### EXCERPT TO READ
Following the foundation of the new Antiquities Department under the direction of Auguste Mariette, a new museum was established in 1858 at Boulaq in a former warehouse on the riverbank. Mariette considered the Boulaq Museum a temporary location, and after the building was damaged in an 1878 Nile flood, he advocated for a permanent museum with greater capacity, situated away from the flood path. After Mariette's death, he was succeeded by Gaston Maspero, who attempted to move the museum from Boulaq but was unsuccessful. By 1889, the building was overcrowded, with no available rooms for more artifacts in either the exhibition halls or storage areas. Artifacts discovered during excavations were often left for long periods in boats in Upper Egypt. Khedive Ismail offered one of his palaces in Giza, the location of the present-day zoo, to serve as the new museum. Between the summer and the end of 1889, all the artifacts were moved from the Boulaq Museum to Giza, and the artifacts were reorganized in the new museum by the scholar De Morgan, who served as the museum's director. From 1897 to 1899, Loret succeeded De Morgan, but Maspero returned to manage the museum from 1899 to 1914.

The artifacts remained there until 1902 when they were moved again to the current museum in Tahrir Square, built by the Italian company of Giuseppe Garozzo and Francesco Zaffrani to a design by the French architect Marcel Dourgnon.

### RECORDS PROVIDED
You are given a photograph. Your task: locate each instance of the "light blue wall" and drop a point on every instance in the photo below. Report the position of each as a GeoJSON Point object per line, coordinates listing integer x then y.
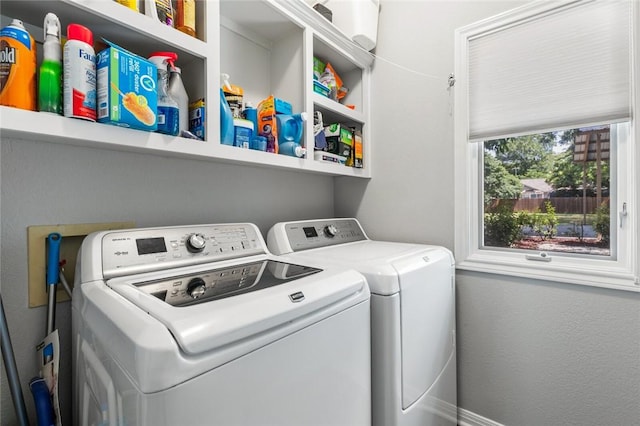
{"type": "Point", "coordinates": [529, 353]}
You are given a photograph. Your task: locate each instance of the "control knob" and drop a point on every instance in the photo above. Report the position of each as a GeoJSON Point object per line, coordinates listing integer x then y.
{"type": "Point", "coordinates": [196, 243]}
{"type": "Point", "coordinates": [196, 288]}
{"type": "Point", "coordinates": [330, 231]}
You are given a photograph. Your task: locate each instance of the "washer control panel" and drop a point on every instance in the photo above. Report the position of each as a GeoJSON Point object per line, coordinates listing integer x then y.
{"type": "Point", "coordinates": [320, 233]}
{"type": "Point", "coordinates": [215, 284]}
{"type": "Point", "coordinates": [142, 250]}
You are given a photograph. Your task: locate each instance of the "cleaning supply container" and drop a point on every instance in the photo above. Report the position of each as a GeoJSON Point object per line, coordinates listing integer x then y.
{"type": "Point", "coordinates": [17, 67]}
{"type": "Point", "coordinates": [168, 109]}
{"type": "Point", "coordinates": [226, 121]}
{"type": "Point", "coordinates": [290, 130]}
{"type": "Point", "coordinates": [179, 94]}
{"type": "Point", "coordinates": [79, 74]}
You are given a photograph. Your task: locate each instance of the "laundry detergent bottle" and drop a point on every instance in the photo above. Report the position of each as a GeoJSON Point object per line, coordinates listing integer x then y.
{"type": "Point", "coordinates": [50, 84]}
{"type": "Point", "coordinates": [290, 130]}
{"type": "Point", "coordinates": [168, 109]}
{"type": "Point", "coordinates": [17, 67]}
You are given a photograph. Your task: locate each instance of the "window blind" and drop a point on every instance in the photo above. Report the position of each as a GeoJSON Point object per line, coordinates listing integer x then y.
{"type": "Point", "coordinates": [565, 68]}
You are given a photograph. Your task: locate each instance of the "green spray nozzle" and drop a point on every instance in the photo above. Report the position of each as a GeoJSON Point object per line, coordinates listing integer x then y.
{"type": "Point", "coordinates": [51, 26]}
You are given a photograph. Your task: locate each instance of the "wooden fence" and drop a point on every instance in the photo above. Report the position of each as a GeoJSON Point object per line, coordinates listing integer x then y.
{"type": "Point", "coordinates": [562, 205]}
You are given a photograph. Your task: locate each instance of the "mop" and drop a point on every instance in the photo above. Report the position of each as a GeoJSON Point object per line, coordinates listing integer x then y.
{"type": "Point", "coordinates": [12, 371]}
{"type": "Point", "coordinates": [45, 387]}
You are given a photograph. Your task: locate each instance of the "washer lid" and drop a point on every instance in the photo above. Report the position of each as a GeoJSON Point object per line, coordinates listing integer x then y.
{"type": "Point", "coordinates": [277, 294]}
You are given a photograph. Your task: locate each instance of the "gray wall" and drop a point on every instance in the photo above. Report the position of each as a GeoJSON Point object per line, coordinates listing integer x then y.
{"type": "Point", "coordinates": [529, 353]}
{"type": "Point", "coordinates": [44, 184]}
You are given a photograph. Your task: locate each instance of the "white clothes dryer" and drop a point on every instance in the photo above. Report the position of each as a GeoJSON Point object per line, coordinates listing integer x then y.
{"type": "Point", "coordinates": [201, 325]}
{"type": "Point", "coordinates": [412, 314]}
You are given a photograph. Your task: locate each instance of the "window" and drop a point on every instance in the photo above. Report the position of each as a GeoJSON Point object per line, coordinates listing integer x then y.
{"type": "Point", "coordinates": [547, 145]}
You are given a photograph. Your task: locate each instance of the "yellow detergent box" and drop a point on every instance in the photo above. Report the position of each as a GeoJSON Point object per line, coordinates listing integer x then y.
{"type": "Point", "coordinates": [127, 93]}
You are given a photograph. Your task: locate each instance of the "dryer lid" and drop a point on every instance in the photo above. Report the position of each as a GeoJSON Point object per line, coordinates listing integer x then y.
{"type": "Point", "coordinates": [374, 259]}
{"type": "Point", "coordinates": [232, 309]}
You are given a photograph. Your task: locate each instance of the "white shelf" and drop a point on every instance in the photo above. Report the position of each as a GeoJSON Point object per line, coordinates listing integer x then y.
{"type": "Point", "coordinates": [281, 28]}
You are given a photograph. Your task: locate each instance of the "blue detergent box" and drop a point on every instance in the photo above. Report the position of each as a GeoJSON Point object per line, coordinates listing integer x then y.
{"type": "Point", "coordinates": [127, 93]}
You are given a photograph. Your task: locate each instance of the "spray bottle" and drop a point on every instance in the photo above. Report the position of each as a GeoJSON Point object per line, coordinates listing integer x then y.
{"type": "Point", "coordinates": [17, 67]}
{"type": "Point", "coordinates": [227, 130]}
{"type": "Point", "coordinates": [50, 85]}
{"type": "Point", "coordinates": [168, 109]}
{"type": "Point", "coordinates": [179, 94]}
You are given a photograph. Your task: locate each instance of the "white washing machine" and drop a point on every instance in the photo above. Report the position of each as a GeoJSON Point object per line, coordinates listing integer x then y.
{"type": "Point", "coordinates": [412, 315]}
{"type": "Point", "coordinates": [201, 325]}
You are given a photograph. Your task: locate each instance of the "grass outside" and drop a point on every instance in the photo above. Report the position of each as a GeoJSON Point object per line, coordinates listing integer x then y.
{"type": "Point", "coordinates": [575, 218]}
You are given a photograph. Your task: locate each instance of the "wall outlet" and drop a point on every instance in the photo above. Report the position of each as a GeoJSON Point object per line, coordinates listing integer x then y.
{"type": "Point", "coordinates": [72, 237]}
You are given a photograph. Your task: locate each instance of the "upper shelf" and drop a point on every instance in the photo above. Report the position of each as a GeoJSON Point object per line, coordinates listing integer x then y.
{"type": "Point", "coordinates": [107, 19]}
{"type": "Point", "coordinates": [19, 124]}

==

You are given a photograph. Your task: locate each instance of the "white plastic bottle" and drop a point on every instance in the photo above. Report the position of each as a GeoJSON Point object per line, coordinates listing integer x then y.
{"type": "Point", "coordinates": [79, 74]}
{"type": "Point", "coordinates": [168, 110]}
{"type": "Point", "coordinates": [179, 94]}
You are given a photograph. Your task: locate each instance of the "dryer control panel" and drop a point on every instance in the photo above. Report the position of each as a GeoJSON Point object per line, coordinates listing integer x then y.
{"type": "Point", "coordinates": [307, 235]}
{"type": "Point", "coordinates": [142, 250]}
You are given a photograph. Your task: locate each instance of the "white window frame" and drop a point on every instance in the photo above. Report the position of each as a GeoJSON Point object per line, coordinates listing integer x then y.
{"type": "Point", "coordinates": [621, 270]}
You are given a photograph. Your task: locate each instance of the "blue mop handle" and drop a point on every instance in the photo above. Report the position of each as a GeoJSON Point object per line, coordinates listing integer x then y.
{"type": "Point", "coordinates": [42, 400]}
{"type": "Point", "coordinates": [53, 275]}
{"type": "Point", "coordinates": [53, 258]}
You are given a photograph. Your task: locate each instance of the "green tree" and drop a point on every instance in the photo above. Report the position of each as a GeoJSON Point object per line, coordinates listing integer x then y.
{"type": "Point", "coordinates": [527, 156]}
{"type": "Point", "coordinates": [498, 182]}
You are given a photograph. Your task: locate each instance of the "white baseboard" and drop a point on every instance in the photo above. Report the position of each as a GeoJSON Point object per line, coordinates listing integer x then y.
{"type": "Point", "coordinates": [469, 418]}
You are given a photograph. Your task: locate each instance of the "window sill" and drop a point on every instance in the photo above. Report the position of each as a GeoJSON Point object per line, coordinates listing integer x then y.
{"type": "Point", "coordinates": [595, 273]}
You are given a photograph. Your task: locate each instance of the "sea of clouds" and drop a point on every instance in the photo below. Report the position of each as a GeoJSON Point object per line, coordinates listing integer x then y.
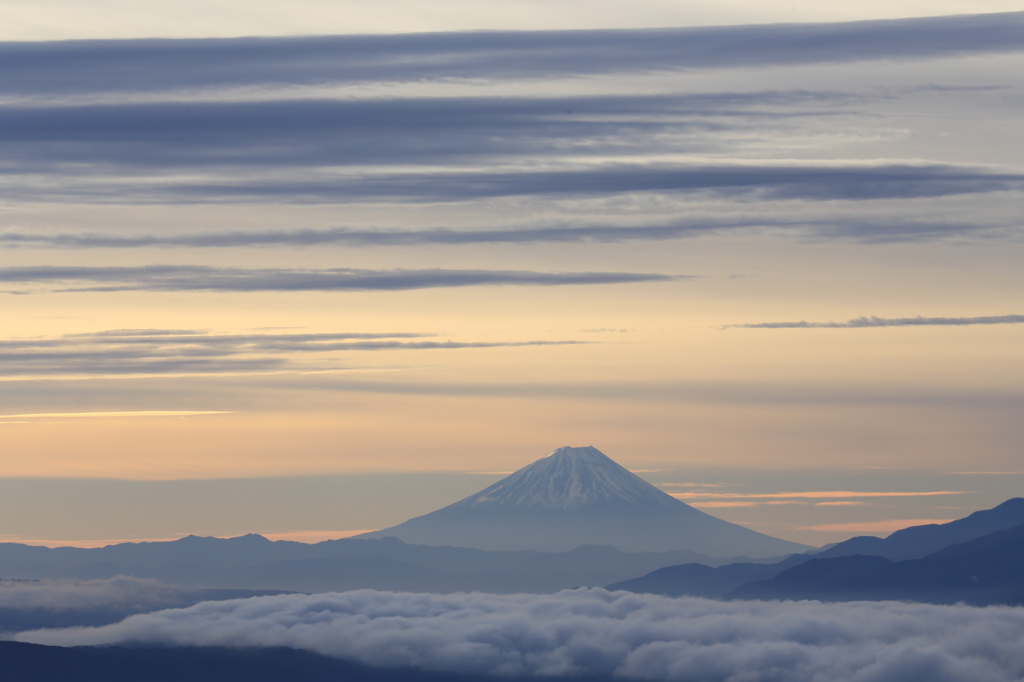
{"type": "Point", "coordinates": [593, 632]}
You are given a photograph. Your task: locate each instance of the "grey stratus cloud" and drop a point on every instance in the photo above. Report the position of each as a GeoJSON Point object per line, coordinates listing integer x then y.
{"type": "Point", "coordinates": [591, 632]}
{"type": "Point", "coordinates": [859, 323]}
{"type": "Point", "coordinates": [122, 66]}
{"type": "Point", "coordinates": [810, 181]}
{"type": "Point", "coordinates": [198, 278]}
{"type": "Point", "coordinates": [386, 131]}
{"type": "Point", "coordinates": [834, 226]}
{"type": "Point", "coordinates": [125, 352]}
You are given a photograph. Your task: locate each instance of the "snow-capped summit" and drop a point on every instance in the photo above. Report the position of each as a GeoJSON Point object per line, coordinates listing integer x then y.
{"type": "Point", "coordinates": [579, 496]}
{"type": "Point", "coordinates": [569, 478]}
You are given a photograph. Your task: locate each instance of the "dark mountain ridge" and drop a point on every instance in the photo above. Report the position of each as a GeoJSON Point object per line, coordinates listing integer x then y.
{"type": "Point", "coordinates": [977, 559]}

* * *

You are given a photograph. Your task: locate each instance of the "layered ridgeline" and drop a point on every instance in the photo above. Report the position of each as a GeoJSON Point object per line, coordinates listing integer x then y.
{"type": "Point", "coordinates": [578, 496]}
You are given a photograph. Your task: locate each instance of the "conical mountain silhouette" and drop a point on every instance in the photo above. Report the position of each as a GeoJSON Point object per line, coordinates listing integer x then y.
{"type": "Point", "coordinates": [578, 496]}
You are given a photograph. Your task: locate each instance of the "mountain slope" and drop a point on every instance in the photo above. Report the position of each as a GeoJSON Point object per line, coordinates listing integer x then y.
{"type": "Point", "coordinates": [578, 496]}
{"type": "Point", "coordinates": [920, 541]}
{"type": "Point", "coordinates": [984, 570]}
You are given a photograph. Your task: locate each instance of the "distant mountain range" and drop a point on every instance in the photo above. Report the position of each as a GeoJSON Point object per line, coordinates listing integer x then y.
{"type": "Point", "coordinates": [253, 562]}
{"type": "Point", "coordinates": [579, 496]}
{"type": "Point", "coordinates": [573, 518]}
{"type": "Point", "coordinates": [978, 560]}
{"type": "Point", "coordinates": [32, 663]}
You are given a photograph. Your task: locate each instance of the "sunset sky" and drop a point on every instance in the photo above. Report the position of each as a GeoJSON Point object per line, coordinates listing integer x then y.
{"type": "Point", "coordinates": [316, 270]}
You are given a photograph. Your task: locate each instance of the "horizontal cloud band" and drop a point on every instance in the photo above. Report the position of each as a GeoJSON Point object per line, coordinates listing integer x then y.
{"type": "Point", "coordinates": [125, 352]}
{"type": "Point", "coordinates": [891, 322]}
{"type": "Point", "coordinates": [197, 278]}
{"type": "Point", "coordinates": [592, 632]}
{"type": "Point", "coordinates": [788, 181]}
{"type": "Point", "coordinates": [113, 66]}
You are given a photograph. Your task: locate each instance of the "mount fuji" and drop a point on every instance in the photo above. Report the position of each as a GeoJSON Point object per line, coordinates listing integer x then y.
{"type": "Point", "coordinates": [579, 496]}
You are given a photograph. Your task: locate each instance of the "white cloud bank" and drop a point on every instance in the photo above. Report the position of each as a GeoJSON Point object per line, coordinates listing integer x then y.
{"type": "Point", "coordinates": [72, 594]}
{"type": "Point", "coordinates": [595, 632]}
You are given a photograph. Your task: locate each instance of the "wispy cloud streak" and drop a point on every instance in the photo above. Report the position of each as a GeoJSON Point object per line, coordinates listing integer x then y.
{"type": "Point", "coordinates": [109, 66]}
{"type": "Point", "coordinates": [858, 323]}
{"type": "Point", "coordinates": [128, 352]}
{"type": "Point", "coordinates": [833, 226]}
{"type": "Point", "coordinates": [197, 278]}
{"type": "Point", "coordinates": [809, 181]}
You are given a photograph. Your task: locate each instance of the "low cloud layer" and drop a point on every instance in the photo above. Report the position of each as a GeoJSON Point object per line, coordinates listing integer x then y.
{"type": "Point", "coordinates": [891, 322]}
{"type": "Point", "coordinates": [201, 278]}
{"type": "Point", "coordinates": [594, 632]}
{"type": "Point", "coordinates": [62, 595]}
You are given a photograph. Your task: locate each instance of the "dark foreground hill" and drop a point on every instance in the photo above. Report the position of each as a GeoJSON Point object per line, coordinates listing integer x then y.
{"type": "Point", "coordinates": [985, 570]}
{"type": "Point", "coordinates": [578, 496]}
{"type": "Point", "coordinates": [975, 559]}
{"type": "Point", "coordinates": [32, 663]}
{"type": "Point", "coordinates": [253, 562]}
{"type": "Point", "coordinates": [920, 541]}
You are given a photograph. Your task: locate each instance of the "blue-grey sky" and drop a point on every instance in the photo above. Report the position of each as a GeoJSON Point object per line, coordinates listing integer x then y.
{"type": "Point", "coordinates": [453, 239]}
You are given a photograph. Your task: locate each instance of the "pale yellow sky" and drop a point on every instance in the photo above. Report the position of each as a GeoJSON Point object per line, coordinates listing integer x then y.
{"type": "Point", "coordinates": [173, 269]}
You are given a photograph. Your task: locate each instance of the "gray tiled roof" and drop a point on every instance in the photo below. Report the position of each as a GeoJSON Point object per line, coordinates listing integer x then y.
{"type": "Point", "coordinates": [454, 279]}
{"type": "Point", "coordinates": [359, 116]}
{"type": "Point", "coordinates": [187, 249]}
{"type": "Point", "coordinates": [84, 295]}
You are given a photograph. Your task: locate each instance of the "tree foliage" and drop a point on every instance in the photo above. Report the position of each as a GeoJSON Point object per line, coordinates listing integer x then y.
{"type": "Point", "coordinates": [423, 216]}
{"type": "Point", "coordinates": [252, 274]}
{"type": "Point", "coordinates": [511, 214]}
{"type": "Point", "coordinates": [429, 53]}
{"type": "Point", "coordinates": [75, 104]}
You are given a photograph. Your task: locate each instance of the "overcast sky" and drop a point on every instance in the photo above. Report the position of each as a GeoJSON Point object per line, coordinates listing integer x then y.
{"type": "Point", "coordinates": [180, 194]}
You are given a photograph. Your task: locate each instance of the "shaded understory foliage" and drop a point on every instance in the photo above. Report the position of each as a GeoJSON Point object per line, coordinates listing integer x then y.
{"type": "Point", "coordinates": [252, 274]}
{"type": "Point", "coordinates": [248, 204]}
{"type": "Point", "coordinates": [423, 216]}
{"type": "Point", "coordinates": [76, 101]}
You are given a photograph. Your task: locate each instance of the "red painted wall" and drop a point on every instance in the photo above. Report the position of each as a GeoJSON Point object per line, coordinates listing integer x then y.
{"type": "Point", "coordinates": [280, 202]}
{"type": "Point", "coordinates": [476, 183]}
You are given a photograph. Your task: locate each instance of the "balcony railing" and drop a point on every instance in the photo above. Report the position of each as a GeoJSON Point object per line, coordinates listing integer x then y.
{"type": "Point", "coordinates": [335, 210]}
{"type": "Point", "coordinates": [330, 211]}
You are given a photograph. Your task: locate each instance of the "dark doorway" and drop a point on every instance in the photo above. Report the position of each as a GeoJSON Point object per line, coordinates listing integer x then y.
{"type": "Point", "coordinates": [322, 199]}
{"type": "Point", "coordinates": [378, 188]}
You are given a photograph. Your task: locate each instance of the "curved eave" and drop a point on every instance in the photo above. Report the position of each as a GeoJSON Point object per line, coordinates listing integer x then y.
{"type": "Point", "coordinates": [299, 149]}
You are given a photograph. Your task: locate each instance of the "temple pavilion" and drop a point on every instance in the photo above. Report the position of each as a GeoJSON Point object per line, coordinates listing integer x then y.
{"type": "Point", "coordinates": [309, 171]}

### BRIEF 1
From the passage on the museum's history, list every person it names.
### BRIEF 2
Copy the passage on the museum's history from "The artifacts remained" up to and including "architect Marcel Dourgnon.", renaming "Tahrir Square" as "Liberation Square".
The records have no connection to the passage on the museum's history.

### EXERCISE RESULT 1
Auguste Mariette, Gaston Maspero, Khedive Ismail, De Morgan, Loret, Giuseppe Garozzo, Francesco Zaffrani, Marcel Dourgnon

### EXERCISE RESULT 2
The artifacts remained there until 1902 when they were moved again to the current museum in Liberation Square, built by the Italian company of Giuseppe Garozzo and Francesco Zaffrani to a design by the French architect Marcel Dourgnon.